** start PASSAGE SHOWN **

Sunday 30 October 2016

Dozens of civilians dead in rebel assault on Aleppo


Rebel fighters from the Jaish al-Fatah (or
Army of Conquest) brigades manoeuver a
T-55 tank as they take part in a major assault
on Syrian government forces West of Aleppo
city on October 28, 2016. Syrian opposition
fighters launched a major assault on
government forces to break a months-long
siege of rebel-held neighbourhoods of the
battered city of Aleppo. Rebel groups
including the powerful Ahrar al-Sham faction
and former Al-Qaeda affiliate Fateh al-Sham
Front fired waves of rockets into government-
held western Aleppo, killing at least 15
civilians, a monitor said. The rebels also
targeted government positions east of Aleppo
city and in the coastal province of Latakia.
Omar haj kadour / AFP
Syria’s regime and rebels were locked in
fierce fighting Sunday on Aleppo’s western
edges, where 38 civilians have been killed
in a two-day opposition offensive to break
the government siege.

** end PASSAGE SHOWN **

**GIVEN PROBLEM A:** Report how many lines in the rows below contain the word "brown". Give the number only.

** start INPUT FOR THIS TASK **

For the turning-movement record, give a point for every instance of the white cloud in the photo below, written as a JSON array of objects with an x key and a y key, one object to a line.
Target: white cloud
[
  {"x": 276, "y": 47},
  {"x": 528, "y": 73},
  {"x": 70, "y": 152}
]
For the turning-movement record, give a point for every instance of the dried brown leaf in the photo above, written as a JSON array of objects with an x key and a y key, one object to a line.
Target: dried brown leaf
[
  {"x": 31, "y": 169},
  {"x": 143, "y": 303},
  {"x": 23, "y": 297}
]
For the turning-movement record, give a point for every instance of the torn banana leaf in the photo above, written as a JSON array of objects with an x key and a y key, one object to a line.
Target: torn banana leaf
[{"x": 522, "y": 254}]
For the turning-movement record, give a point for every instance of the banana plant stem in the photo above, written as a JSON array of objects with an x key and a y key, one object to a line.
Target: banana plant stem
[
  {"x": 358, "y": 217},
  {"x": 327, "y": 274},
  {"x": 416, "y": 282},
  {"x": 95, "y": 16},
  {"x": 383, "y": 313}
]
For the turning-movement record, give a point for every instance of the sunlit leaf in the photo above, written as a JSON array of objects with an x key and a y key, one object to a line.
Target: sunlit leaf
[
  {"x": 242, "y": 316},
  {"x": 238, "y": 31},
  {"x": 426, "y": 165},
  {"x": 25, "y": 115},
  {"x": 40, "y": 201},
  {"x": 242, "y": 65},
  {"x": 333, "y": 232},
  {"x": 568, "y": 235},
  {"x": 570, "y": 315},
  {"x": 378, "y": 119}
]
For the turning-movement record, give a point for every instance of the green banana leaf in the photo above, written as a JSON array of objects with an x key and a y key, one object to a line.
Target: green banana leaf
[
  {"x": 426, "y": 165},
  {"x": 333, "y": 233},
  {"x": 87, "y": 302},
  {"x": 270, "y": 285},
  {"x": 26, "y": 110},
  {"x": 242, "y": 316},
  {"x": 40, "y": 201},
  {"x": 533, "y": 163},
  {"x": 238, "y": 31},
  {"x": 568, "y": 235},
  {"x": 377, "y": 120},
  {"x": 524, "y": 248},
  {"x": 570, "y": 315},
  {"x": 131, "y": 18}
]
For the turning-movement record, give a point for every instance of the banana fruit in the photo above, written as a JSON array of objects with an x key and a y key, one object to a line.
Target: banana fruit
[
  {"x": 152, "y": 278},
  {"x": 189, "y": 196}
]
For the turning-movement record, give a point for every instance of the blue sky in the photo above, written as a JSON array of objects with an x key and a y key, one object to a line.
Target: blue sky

** end INPUT FOR THIS TASK **

**GIVEN PROBLEM B:** Please reproduce the Aleppo article word for word from "Omar haj kadour" up to and including "the government siege.".

**COMPLETE ANSWER A:** 2

**COMPLETE ANSWER B:**
Omar haj kadour / AFP
Syria’s regime and rebels were locked in
fierce fighting Sunday on Aleppo’s western
edges, where 38 civilians have been killed
in a two-day opposition offensive to break
the government siege.